> WHAT IS BEING ASKED
Rewrite the lines below with "tree" replaced by "bush" and nothing else changed, leaving out the pictures.

> RECORDS SUPPLIED
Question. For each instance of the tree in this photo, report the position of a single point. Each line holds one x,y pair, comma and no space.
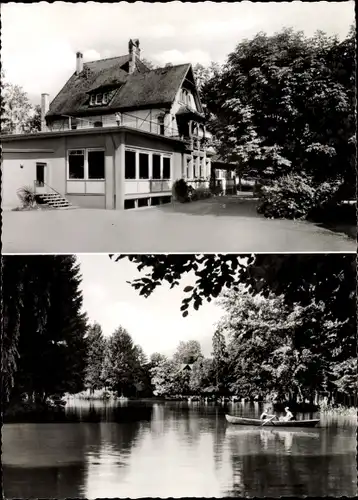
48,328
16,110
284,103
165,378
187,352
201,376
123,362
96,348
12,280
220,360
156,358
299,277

> OUTPUT FOR THIS EXERCISE
Question. For each instance of the bush in this photo, report the position of a single point. Each line holds one x,y pair, comma and no space.
48,328
16,110
284,103
165,378
187,352
201,376
123,362
96,348
12,280
220,360
156,358
299,277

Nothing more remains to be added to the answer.